After receiving a love note from Francis, which was actually written by Tim, Margie Flynn becomes a major presence and weaves her way into the lives of these four friends. She and Francis have an obvious connection that progresses into much more. At times, Francis must choose between his friends and Margie, which causes the group of friends to fall apart. The boys' lives are also translated into segments of animation based on the characters of The Atomic Trinity: Brakken, The Muscle, Captain Asskicker and Major Screw; Nunzilla, based on their peglegged, overly repressive Catholic school teacher Sister Assumpta; and Sorcerella, based on Margie Flynn.

After a school field trip to the zoo, Tim and Francis have the idea of playing another prank on Sister Assumpta. They decide to drug the cougar at the local zoo and then transport it to Sister Assumpta's office to scare her. When they learn how serious Tim and Francis are, the other half of the Atomic Trinity wimp out, which leaves an unlikely group of friends consisting of Margie, Tim and Francis. Francis soon learns that Margie had been sexually assaulted by her own brother, Donny. During gym class Donny bullies Tim. Tim, out of pressure and his own impulsive nature, insults Donny for molesting his own sister. He regrets telling Donny, who beats him up, and then tells Francis who becomes angry with him. Donny takes Tim and Francis's comic, The Atomic Trinity, and gives it to the nun. The violent, blasphemous and inappropriate drawings in the notebook cause Tim and Francis to be suspended, pending expulsion from the school.

In an act of final retribution, Tim, Francis, Wade and Joey attempt to steal a cougar to place inside the school to cover up a wrecking of the school they did that night. At the zoo, a makeshift tranquilizer created from several narcotic drugs is used to put the cougar to sleep. The other three boys go down to the gate to retrieve the cougar in a cage, while Tim impulsively climbs over the fence into the cougar's den. He checks to see if the cougar is alive, and happily replies that it is. When the other boys reach the gate to retrieve the cougar, another cougar leaps at Tim, mauling him to death. At Tim's funeral, Francis quotes the poem "The Tyger" by William Blake, whom Sister Assumpta earlier condemned as a "dangerous thinker". Francis places the book at the stolen statue of St. Agatha in their hideout, and starts a new comic series dedicated entirely to the character based on Tim, Skeleton Boy.

Cast
 Emile Hirsch as Francis Doyle
 Kieran Culkin as Tim Sullivan
 Jena Malone as Margie Flynn
 Jodie Foster as Sister Assumpta
 Vincent D'Onofrio as Father Casey
 Jake Richardson as Wade Scalisi
 Tyler Long as Joey Anderson
 Arthur Bridges as Donny Flynn

Production
In order to adapt the book effectively, director Care and producer Jay Shapiro decided to use segments of animation throughout the film. Since most of the book is from Francis' perspective and takes place in his mind, they needed to find a way to stay true to this "internal narrative".  "Animation seemed like a natural way to go in and out of this interior world and use that as the thread that ties everything together," said Shapiro. The sequences were created by Todd McFarlane, and they are visually similar to basic superhero comic strips. Screenwriter Jeff Stockwell helped to create the storyline for the animated sequences.

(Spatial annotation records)
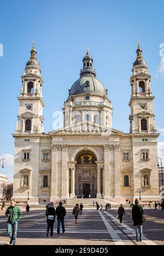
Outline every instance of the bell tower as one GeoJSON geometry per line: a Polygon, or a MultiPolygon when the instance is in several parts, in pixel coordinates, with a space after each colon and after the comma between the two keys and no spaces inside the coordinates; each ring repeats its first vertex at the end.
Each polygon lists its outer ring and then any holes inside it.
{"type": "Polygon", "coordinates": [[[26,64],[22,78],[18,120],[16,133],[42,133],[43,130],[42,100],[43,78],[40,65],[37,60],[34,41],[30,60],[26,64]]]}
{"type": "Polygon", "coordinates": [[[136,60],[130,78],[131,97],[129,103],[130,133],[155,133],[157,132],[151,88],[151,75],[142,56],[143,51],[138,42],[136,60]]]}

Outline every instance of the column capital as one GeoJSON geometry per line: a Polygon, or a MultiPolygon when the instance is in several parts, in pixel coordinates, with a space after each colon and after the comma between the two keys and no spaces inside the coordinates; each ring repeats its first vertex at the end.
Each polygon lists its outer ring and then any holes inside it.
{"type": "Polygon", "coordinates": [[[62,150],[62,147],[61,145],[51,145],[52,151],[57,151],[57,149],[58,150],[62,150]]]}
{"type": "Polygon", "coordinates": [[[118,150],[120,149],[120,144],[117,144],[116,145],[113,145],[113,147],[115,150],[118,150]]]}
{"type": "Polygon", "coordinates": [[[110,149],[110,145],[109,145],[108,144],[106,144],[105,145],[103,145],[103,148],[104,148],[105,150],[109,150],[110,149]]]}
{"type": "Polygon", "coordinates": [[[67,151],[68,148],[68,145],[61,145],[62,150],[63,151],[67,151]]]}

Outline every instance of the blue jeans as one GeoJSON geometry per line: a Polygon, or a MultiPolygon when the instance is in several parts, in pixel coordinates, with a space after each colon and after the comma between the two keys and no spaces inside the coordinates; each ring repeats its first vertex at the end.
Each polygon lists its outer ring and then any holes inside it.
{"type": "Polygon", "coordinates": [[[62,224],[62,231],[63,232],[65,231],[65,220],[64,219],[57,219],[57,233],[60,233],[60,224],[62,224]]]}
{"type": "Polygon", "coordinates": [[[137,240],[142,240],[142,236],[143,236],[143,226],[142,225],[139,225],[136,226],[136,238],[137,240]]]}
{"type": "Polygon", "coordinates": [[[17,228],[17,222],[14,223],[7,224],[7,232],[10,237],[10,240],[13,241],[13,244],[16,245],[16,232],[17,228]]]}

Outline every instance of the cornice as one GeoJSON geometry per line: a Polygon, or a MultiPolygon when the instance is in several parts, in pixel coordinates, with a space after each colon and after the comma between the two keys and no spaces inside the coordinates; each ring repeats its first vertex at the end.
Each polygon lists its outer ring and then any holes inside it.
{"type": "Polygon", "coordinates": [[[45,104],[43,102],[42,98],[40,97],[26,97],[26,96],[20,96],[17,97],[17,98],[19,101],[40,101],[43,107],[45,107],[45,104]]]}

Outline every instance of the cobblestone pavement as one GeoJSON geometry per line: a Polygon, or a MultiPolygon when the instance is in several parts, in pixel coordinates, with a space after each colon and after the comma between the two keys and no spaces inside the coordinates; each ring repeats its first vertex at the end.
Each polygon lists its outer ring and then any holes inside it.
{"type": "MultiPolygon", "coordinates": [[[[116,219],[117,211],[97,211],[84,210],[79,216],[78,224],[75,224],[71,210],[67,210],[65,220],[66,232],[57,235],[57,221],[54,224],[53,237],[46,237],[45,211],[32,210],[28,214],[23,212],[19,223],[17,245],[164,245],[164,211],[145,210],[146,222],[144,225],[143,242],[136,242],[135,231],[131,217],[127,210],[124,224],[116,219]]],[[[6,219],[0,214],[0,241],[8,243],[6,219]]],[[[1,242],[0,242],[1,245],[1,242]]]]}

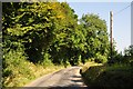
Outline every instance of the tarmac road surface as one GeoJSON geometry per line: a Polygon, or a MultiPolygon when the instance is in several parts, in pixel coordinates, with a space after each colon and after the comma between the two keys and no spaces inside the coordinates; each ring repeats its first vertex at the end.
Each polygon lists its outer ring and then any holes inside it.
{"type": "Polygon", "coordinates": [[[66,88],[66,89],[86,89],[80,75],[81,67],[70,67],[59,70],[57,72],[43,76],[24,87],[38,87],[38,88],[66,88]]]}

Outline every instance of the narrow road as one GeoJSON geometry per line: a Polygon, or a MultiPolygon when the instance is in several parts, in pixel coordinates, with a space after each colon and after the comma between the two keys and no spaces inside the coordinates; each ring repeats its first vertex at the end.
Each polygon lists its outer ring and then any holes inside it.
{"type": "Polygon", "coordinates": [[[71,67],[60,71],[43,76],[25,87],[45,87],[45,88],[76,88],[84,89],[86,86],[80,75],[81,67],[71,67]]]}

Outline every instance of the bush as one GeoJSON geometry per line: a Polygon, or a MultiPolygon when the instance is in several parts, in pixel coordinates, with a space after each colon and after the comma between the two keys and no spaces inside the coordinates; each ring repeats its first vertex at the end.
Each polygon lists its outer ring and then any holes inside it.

● **Given problem**: Edit the plot summary by rewriting everything from "After receiving a" down to "on Margie Flynn.", putting "letter" in place of "love note".

● **Answer**:
After receiving a letter from Francis, which was actually written by Tim, Margie Flynn becomes a major presence and weaves her way into the lives of these four friends. She and Francis have an obvious connection that progresses into much more. At times, Francis must choose between his friends and Margie, which causes the group of friends to fall apart. The boys' lives are also translated into segments of animation based on the characters of The Atomic Trinity: Brakken, The Muscle, Captain Asskicker and Major Screw; Nunzilla, based on their peglegged, overly repressive Catholic school teacher Sister Assumpta; and Sorcerella, based on Margie Flynn.